Lusar's articles are technically and factually correct and to the point.
The articles on advanced jet and rocket weapons indicate the author understands the technology involved very well, with the technical parameters correctly described [more so than many other books in the 1950's].
The saucer pops up suddently, complete with a line drawing, on page 151, in a section devoted to 'Special Devices'
[The other two such devices are the jet backpack and the helicopter].
It is not given special treatment - understandable, given that the performance of the saucer described is considerably less fantastic than that of the V-2 or A9/A10 ICBM covered elsewhere in the book.
So the case for Lusar's book being some kind of neo-Nazi saucer tract falls apart. Before discussing its credibility further, consider this complete translation of the German original:
Flying saucers have been appearing around the world since 1947, emerging suddenly here or there, coming and going at extraordinary speeds, with rotating flames shooting from the edge of their disks. Radars have tracked them; fighters have pursued them. Nevertheless no pilot has yet to ram or shoot down a "flying saucer".
The world, including the engineering world, stands before either a profound mystery -- or a technical miracle. Only slowly have the facts emerged, that German researchers and scientists took the first steps during the war to develop these "flying saucers". They built and tested aircraft with characteristics bordering on the marvelous.
Confirmed information from specialists and workers on these first projects, called "flying diss", indicates that development began in 1941. These devices were designed by the German experts Schriever, Habermohl, Miethe and the Italian Bellonzo. Habermohl and Schriever designed a broad planar ring, which rotated around a fixed control cupola.
This disc wing could be rotated into the appropriate position as required for vertical take-off or horizontal flight. Miethe developed the 42-m-diameter diskus-shaped disc, into which adjustable jet nozzles were installed.
On 14 February 1945, Habermohl, working in Prague, tested the first "flying disc". In three minutes the craft reached an altitude of 12,400 m and a horizontal flight speed of 2000 kph [ !]). The design was planned to reach speeds of 4000 kph.
Extensive preliminary tests and research work were necessary before construction could begin. Because of the high speed and the extraordinary thermal stress, suitable heat-resistant materials had to be identified.

* [Supplied entries]:
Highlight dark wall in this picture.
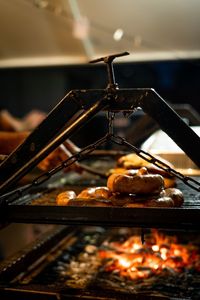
[0,60,200,116]
[0,60,200,146]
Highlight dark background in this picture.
[0,60,200,142]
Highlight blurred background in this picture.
[0,0,200,146]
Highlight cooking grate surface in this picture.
[0,227,200,300]
[2,177,200,229]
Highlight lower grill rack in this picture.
[0,226,200,300]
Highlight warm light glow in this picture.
[119,258,131,268]
[113,28,124,41]
[152,245,159,252]
[99,230,200,280]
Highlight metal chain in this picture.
[0,132,200,201]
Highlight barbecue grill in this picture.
[0,53,200,299]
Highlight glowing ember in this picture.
[99,230,200,280]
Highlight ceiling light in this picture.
[113,28,124,41]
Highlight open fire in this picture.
[9,227,200,300]
[99,230,200,280]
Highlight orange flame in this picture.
[99,230,200,279]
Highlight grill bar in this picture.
[1,177,200,229]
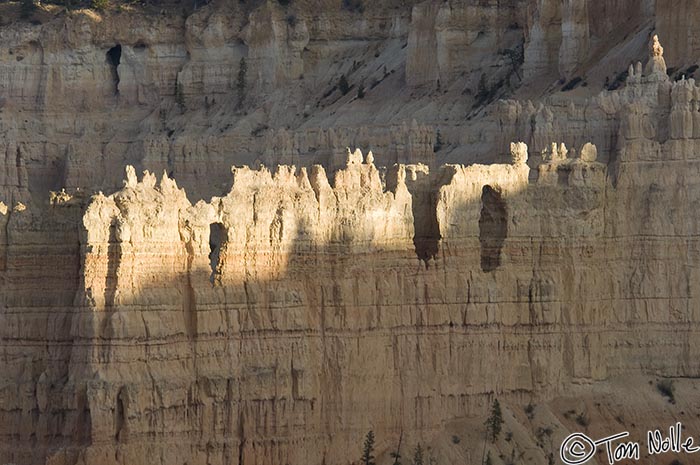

* [Parts of the exercise]:
- a) Decide whether each statement agrees with the passage about Lusar's book, answering yes or no and quoting the deciding words: (i) The saucer appears in a section of the book on 'Special Devices.' (ii) Development of the flying discs began in 1945. (iii) Miethe's disc was 42 meters in diameter.
- b) Reproduce part of the passage about Lusar's book word for word, beginning at the words "This disc wing" and stopping after "nozzles were installed.".
- c) Take the passage about Lusar's book and the German flying discs further from its last sentence.
The records above come from a separate source.

* [Responses per task]:
- a)
(i) Yes: "in a section devoted to 'Special Devices'"
(ii) No: "indicates that development began in 1941"
(iii) Yes: "Miethe developed the 42-m-diameter diskus-shaped disc"

- b)
This disc wing could be rotated into the appropriate position as required for vertical take-off or horizontal flight. Miethe developed the 42-m-diameter diskus-shaped disc, into which adjustable jet nozzles were installed.

- c)
The development, which cost millions, was near completion at the end of the war. At war's end the existing prototypes were destroyed. However the work in Breslau, where Miethe worked, fell into the hands of the Soviets. They took all the materials and specialists to Siberia, where work on these "flying saucers" is successfully continuing.
Schriever escaped from Prague in time. Habermohl might be in the Soviet Union, since he disappeared without a trace. It has been disclosed that the formerly German technical designer Miethe is in the USA and has developed such "flying saucers" for the USA and Canada at the A. V. Roe Company.
The American Air Force received the instructions years ago not to shoot at "flying saucers". This is an indication that there are indeed American "flying saucers" which must not be endangered.
The devices observed so far are in the sizes of 16, 42, 45 and 75 m in diameter and develop speeds up to 7000 kph.
As early as 1952 "flying saucers" were observed over Korea. Such devices were also observed and reported by the press during NATO maneuvers in the Alsace in the autumn of 1954. The fact that "flying saucers" exist can no longer be denied. It is likely that continued official refusal to acknowledge there existence in America is due to development there not having been completed yet.
Any disclosure might be of use to the Soviet Union in their own program.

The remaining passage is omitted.